■ THE PROBLEM
Give every line below again, exactly.

[Point labeling dataset excerpts]
##############################

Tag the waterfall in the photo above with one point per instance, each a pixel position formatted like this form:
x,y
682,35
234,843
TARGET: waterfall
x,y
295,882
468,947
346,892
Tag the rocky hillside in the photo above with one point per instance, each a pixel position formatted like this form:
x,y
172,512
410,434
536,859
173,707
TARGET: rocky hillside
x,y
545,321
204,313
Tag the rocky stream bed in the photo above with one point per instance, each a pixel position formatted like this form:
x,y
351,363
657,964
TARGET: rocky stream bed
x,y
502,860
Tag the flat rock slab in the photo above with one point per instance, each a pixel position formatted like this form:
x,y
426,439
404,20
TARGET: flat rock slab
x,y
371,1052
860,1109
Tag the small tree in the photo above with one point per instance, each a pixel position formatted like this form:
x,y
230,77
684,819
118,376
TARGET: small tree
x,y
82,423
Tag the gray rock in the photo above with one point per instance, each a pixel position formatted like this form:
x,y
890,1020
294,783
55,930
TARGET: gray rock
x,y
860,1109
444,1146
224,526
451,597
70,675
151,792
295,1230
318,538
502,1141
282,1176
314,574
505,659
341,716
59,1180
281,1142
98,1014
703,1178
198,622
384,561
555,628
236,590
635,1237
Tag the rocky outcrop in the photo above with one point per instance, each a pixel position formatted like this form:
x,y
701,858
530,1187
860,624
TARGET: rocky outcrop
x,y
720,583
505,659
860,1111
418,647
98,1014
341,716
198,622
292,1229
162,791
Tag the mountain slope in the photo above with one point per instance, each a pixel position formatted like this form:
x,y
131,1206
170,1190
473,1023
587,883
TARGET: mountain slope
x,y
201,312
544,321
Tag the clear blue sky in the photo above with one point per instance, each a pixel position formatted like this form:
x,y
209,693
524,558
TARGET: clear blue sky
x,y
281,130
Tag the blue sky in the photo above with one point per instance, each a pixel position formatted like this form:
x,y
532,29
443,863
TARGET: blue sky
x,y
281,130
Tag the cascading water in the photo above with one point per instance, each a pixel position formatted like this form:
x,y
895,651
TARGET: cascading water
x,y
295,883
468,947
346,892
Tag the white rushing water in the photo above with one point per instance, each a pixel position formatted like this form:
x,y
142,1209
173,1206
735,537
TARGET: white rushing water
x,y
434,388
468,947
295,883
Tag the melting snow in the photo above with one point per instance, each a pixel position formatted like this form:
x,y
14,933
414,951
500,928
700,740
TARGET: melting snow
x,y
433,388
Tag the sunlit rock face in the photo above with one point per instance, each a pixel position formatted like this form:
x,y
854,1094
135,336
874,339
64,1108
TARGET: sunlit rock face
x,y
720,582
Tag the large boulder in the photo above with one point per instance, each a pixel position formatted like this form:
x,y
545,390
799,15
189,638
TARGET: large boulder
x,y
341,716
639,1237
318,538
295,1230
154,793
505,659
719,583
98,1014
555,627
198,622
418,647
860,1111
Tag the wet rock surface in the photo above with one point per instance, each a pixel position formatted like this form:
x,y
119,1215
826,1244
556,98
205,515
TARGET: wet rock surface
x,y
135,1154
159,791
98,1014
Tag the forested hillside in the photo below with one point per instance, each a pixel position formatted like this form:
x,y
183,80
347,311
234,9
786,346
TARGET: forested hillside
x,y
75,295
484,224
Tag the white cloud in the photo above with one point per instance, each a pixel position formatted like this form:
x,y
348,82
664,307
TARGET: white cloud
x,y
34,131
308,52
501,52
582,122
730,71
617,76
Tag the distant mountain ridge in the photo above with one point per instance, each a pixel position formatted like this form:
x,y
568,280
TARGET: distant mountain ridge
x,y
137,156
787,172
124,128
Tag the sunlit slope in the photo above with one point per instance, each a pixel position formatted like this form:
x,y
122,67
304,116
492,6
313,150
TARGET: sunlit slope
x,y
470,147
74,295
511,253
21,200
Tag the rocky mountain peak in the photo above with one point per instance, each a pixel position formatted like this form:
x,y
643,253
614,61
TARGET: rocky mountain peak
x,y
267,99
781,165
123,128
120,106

##############################

■ EXERCISE SOLUTION
Tag the waterfall in the photo above with one point per instance, each a pixel position formatted like this form:
x,y
682,35
234,843
TARGET: waterfall
x,y
295,882
468,947
346,892
Tag the rocky hillside in the photo above with one point per instance, each a pixel position formatted like this form:
x,y
172,512
410,434
536,859
173,707
TARGET: rocky hillside
x,y
545,321
204,313
Tag the rocky stream bed in the photo above with one point per instance, each a pixel position formatted like this form:
x,y
351,363
657,964
TARGET: rocky stream bed
x,y
502,860
Tag the flat rock slab in the photo above with one point per instance, each a pixel position formatted like this form:
x,y
426,439
404,20
TARGET: flat rock slab
x,y
371,1052
860,1109
Tag the small tree in the photo above with one point per instance, each a pixel position formatted like this form:
x,y
230,77
684,819
118,376
TARGET: small tree
x,y
82,423
Tag the gray rock in the photo above with one point per instance, each a pixel position formatted like this form:
x,y
890,1020
294,783
55,930
TARGET: gray rock
x,y
860,1109
444,1146
224,526
451,597
70,675
151,792
295,1230
318,538
502,1141
282,1176
314,574
505,659
341,716
59,1180
281,1142
98,1014
703,1178
198,622
384,561
555,628
236,590
635,1237
Tag the rocky outcrop in the photo above with one point per instance, each a pixel position formatted like this form:
x,y
701,858
530,1187
860,624
TARGET: rocky outcrop
x,y
720,583
505,659
860,1111
418,647
98,1014
341,716
198,622
292,1229
162,791
Tag the mountain slope in the photo above with one point per instance, each a pixel position formatted like this form:
x,y
131,1206
170,1190
473,1023
587,883
TARGET: mountain slope
x,y
201,312
544,321
Tag the clear blue sky in the photo above with one point per instance, each a pixel position formatted like this form:
x,y
209,693
524,558
TARGET: clear blue sky
x,y
281,130
Tag the blue sky in the photo above with one point per instance, each a pixel position formatted like this form:
x,y
532,29
443,863
TARGET: blue sky
x,y
281,130
Tag the cascading water in the photo above with one point per instance, each a pixel position formatted like this form:
x,y
895,651
TARGET: cascading water
x,y
295,883
468,947
346,892
Tag the white rushing water in the photo above with one point per instance, each a pixel position formatted like this form:
x,y
142,1209
173,1206
735,537
TARGET: white rushing water
x,y
434,388
468,947
295,883
Tag the melting snow in the photo above with one point per instance, each a pixel position formatted like this form:
x,y
14,933
414,951
500,928
700,740
TARGET: melting snow
x,y
433,388
Tag the sunlit rock face in the photo above with one point per instance, each a pixel position formatted like this form:
x,y
854,1094
135,336
874,339
64,1108
TARGET: sunlit rock face
x,y
720,582
Tag the large boulder in the photo above with one point per instance, each a pixel position formatted like this form:
x,y
545,390
799,15
189,638
TARGET: large boulder
x,y
341,716
639,1237
318,538
295,1230
154,793
505,659
719,583
98,1014
555,627
198,622
418,647
860,1111
Tag the wet rock surface in the photo above with one point per instance, each a pixel position formatted like this form:
x,y
119,1215
826,1244
556,98
205,515
TARGET: wet rock surface
x,y
135,1154
159,791
98,1014
Tag the forested hillside in the photo below with one point per instance, each a pixel position formatted like this form:
x,y
183,80
347,311
234,9
786,346
TARGET: forested hillside
x,y
75,295
484,224
Tag the white cloud in the photo above with one point per instance, each a pixel position formatted like this form:
x,y
348,82
664,307
TARGET: white cloud
x,y
34,131
308,52
501,52
582,122
730,71
617,76
Tag the distant mountain ridge in the photo above with one point per instance, each a pixel position formatted like this form:
x,y
568,280
TARGET: distant mountain ridge
x,y
137,156
787,172
124,128
Tag the sunlit slope in the photo above with one point per instance, each a pixel position formatted like this form:
x,y
122,67
304,116
492,6
313,150
TARGET: sunlit slope
x,y
470,147
74,295
511,253
21,200
Tag the rocky mountain peak in the photo above with one point per instance, each a pixel position formatted like this form:
x,y
643,253
614,61
TARGET: rocky mountain peak
x,y
267,99
781,165
123,128
120,106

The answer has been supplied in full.